- Exercise prompt:
Below are records; reproduce exactly the lines from the one containing "# test: pointer returns one pin per instance of the balcony" through the end, both included, and only those.

- Dataset extract:
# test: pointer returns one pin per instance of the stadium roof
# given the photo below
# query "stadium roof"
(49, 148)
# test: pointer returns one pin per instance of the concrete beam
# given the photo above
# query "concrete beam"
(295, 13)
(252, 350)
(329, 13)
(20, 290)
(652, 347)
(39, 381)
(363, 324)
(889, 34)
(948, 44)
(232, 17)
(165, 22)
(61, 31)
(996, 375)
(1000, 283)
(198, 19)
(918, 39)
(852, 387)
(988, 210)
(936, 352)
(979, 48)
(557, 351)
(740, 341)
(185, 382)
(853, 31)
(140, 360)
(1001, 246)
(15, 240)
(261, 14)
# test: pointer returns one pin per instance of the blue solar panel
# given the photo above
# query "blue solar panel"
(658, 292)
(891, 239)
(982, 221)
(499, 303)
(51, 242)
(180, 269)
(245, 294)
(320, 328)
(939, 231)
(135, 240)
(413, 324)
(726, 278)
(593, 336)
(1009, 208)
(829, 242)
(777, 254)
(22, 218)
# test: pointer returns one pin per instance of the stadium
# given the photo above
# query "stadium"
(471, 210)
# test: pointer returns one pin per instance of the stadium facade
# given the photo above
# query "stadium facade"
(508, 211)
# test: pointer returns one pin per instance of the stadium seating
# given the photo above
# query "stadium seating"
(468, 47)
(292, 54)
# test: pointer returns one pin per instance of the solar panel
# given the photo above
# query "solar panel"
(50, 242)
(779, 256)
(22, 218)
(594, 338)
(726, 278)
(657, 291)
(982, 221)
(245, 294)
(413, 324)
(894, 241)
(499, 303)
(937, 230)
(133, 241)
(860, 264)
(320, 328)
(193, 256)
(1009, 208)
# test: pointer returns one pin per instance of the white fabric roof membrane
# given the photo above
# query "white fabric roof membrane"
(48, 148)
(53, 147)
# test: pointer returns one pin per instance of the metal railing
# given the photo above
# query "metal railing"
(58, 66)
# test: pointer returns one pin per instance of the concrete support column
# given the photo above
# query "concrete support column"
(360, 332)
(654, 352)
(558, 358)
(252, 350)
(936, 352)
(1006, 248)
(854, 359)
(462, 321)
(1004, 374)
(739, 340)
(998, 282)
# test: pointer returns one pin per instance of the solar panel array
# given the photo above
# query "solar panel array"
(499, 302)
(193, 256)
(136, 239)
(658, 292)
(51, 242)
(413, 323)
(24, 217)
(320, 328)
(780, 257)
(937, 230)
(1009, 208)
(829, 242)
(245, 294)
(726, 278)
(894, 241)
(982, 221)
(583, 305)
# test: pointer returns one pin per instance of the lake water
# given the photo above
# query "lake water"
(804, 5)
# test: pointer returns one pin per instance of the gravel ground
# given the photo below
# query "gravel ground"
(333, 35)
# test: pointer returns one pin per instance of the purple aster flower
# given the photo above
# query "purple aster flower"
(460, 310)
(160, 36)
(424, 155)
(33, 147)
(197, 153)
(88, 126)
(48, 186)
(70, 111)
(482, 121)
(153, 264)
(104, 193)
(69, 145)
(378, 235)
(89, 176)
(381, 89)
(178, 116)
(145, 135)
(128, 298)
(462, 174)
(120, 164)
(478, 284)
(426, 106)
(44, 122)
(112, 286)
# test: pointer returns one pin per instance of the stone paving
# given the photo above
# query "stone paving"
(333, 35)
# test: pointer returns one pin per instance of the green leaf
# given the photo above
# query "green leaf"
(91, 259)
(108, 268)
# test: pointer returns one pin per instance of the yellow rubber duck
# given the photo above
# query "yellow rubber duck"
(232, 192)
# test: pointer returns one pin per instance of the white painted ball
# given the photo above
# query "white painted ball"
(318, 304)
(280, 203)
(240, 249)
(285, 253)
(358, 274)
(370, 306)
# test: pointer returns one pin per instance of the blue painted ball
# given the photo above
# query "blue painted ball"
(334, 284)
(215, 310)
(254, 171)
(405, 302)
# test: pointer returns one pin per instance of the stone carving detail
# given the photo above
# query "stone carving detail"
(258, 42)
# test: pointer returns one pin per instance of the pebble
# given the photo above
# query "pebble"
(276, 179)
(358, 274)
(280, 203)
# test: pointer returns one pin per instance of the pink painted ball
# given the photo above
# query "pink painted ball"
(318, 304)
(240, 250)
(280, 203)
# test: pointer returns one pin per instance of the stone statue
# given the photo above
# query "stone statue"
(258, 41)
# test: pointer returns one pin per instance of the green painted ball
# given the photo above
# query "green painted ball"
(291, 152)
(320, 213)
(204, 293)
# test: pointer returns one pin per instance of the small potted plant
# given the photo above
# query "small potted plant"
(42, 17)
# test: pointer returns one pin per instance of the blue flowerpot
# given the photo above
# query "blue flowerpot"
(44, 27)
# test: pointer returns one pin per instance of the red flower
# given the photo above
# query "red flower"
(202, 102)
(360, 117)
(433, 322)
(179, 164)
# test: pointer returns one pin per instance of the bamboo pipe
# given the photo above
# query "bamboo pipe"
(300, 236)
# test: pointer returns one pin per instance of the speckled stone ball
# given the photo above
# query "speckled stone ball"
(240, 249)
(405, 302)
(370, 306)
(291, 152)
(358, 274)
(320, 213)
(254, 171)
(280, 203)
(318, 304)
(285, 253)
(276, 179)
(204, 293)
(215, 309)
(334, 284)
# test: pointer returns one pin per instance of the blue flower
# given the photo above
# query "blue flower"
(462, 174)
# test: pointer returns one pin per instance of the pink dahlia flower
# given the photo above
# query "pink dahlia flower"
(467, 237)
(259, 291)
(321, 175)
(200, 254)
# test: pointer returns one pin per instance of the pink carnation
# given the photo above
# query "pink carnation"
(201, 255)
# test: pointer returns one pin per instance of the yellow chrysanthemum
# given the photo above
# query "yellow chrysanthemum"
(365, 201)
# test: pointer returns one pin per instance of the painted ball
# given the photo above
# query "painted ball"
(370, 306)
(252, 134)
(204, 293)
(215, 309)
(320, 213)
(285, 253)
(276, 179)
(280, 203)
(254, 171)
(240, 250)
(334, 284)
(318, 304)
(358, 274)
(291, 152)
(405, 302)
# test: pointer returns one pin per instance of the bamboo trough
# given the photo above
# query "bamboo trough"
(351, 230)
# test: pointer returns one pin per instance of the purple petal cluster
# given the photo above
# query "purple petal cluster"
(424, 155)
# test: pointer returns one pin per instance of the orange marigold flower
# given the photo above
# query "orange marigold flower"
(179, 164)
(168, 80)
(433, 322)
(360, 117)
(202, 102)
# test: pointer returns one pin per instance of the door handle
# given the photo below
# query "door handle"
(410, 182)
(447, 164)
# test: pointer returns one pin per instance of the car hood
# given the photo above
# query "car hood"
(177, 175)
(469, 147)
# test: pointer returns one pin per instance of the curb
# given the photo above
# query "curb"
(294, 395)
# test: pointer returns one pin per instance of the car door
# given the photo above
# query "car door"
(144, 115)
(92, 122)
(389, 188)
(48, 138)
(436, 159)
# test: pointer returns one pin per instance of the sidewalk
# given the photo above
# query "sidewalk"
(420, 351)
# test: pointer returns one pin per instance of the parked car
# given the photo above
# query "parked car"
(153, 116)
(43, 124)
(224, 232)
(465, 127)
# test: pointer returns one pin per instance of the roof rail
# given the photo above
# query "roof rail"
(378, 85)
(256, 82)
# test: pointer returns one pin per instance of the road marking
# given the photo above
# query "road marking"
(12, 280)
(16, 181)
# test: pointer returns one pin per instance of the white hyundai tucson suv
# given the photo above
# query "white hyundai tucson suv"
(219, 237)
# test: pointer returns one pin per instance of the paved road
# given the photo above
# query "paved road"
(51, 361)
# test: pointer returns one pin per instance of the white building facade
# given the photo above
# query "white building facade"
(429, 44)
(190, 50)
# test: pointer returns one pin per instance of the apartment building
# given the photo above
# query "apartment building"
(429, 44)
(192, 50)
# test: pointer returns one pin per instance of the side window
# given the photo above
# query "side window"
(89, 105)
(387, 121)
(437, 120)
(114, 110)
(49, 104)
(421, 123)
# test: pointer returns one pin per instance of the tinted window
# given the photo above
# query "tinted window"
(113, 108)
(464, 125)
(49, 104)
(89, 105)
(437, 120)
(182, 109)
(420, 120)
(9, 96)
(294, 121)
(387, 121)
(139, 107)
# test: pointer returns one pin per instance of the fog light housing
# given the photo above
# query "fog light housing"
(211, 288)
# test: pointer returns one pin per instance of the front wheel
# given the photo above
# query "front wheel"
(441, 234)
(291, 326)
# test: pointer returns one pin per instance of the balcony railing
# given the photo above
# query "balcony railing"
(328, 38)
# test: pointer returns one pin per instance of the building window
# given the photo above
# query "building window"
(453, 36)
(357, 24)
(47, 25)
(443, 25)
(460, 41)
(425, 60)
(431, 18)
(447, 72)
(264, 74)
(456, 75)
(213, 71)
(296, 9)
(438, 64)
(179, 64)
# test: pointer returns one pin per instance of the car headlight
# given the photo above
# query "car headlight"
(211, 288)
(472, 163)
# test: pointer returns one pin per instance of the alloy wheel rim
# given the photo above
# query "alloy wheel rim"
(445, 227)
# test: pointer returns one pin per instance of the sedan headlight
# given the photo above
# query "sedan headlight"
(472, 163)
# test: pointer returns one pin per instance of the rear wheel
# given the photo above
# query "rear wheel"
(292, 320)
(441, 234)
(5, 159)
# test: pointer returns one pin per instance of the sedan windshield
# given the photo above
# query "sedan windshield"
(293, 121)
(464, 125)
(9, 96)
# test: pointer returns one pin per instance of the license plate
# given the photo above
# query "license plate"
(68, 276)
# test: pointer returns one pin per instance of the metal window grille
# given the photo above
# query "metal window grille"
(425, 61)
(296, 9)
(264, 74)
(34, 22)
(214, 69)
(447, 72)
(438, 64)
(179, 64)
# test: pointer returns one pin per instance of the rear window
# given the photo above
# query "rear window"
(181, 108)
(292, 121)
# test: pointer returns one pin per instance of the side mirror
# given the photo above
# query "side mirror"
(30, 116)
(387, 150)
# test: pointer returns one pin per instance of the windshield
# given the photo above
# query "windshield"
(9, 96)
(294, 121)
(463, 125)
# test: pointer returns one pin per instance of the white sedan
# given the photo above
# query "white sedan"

- Task result:
# test: pointer returns one pin per instance of the balcony railing
# given the photo above
# query "balcony railing"
(328, 38)
# test: pointer returns one pin per instance of the building window
# given the photo above
# query "building window"
(453, 36)
(357, 24)
(47, 25)
(443, 25)
(460, 41)
(425, 60)
(431, 18)
(447, 72)
(264, 74)
(456, 75)
(213, 71)
(296, 9)
(438, 64)
(179, 64)
# test: pointer returns one pin per instance of the car headlight
# given the photo above
# query "car headlight"
(211, 288)
(472, 163)
# test: pointer returns one pin per instance of the alloy wheel rim
# given the photo above
# query "alloy wheel rim"
(445, 227)
# test: pointer returns one pin per instance of the sedan headlight
# given the photo above
# query "sedan headlight"
(472, 163)
# test: pointer returns one pin per instance of the rear wheel
# given the photo above
# query "rear wheel"
(292, 320)
(441, 234)
(5, 159)
# test: pointer returns one pin per instance of the sedan windshield
# given the photo above
# query "sedan windshield"
(293, 121)
(464, 125)
(9, 96)
# test: pointer returns one pin per instance of the license plate
# given the photo above
# query "license plate"
(68, 276)
# test: pointer returns one pin per instance of the metal window grille
# given the photo above
# query "metal window grille"
(425, 61)
(296, 9)
(264, 74)
(34, 22)
(214, 69)
(447, 72)
(438, 64)
(179, 64)
# test: pointer returns one pin per instance of the rear window
# given the photo above
# query "rear window"
(181, 108)
(292, 121)
# test: pointer returns one pin per instance of the side mirror
# given the photo above
# query "side mirror"
(30, 116)
(387, 150)
# test: pointer returns one pin per instance of the windshield
# given the photo above
# query "windshield"
(9, 96)
(294, 121)
(463, 125)
# test: pointer returns one pin per instance of the white sedan
# given the photo above
# query "white sedan"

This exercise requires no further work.